Annual Lectureship
The MSTP hosts an annual lectureship by a distinguished medical scientist who has successfully integrated basic science with medicine. The trainees identify, invite, and host this medical scientist. In addition to the keynote address that is delivered to the institution at large, the trainees dine and personally interact with the guest at the University Club in Milwaukee. This unique opportunity for the trainees provides them with insight and guidance for careers in academic medicine from some of the most influential medical scientists of the times.
Previous physician-scientists include:
George Kunos, MD, PhD, our most recent speaker. Dr. Kunos is the Scientific Director at the National Institute on Alcohol Abuse and Alcoholism at the National Instutues of Health. Dr. Kunos has conducted pioneering studies on a paracrine mechanism where endocannabinoids generated in macrophages and platelets act on vascular cannabinoid receptors to elicit vasodiation. In his seminar entitled "Endocannabinoids and Energy Homeostasis" Dr. Kunos described an integrative approach to defining mechanisms that regulate vascular tone and factors that activate this pathway. Following his seminar, students had additional interaction with Dr. Kunos during the MSTP poster session and evening dinner. Dr. Kunos has been the recipient of numerous awards and has recently been elected a fellow of the High Blood Pressure Research Council of the American Heart Association and is a foreign member of the Hungarian Academy of Sciences.

J. Michael Bishop, who along with Harold Varmus (head of NIH), received the Nobel Prize in Physiology and Medicine. Drs. Bishop and Varmus's research uncovered that normal cells contain genes that are capable of becoming oncogenes. Seeking the evolutionary origins of the oncogene src carried by Rous Sarcoma Virus, they discovered that the gene had been derived from normal cells by a form of genetic recombination. The discovery of the cellular src gene sparked a spectacularly successful assault on the genetic origins of cancer that continues to this day.
Helen Blau, who is a professor of Molecular Pharmacology at Stanford University School of Medicine, focuses on how and why cells become and remain differentiated during development, and how differentiation can go awry in cancer, using muscle as a model tissue. Dr. Blau's success with myoblast transplantation in mice may one day lead to a powerful therapeutic approach to the treatment of muscle and nonmuscle diseases. Her many honors and awards include: Fellow of the American Association for the Advancement of Science in 1991, and visiting Professorship at the Curie Institute and the Pasteur Institute in 1995. She also serves as a member of a NIH committee overseeing gene therapy clinical trials and the Basic Science Council of the American Heart Association.

> _Available data_
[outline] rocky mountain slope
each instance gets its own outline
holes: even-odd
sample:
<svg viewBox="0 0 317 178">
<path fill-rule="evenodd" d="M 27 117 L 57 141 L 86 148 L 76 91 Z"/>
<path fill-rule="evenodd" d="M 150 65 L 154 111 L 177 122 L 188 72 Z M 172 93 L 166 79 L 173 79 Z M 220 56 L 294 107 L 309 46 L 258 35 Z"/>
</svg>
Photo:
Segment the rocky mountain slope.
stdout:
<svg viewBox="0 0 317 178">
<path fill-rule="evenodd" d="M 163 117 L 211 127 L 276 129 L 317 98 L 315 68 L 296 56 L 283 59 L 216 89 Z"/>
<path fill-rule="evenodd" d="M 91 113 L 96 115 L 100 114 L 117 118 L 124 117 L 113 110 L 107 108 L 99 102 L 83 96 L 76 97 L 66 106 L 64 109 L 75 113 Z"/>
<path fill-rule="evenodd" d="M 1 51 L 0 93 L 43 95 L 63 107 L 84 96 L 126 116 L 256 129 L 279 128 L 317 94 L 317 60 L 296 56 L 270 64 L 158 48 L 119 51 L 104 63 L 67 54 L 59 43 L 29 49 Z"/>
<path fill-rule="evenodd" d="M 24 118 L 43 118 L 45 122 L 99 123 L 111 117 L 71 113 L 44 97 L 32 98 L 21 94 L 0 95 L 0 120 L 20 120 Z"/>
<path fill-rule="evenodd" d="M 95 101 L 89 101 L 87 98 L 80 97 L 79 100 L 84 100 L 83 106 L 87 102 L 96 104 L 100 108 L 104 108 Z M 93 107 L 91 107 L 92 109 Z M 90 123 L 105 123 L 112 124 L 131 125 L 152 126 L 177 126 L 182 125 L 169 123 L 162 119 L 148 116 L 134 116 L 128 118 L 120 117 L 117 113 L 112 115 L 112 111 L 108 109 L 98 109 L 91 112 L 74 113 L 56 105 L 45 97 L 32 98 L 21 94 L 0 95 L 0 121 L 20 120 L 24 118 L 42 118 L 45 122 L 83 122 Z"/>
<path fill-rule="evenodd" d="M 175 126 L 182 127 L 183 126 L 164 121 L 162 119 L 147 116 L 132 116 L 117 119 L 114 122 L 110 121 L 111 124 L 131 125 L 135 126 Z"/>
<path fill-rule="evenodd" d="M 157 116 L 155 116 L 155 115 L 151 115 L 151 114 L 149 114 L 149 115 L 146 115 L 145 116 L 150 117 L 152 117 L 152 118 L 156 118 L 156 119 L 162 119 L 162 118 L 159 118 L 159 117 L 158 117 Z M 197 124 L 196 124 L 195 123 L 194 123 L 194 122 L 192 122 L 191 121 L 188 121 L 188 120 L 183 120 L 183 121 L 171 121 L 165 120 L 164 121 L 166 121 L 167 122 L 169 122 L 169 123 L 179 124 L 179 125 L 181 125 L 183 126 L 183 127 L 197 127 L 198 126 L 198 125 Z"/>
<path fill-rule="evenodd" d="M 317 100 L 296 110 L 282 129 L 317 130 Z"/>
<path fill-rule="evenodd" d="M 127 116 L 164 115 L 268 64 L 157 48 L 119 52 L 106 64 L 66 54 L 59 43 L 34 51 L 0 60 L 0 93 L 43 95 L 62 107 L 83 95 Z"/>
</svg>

> _Problem set_
**1)** In the annual lectureship text above the listing, translate this sentence into Spanish: "The trainees identify, invite, and host this medical scientist."
**2)** Reproduce, character for character, everything in the annual lectureship text from "Helen Blau, who" down to "American Heart Association.".

> _Outputs for the tasks_
**1)** Los estudiantes en formación identifican, invitan y reciben a este científico médico.

**2)**
Helen Blau, who is a professor of Molecular Pharmacology at Stanford University School of Medicine, focuses on how and why cells become and remain differentiated during development, and how differentiation can go awry in cancer, using muscle as a model tissue. Dr. Blau's success with myoblast transplantation in mice may one day lead to a powerful therapeutic approach to the treatment of muscle and nonmuscle diseases. Her many honors and awards include: Fellow of the American Association for the Advancement of Science in 1991, and visiting Professorship at the Curie Institute and the Pasteur Institute in 1995. She also serves as a member of a NIH committee overseeing gene therapy clinical trials and the Basic Science Council of the American Heart Association.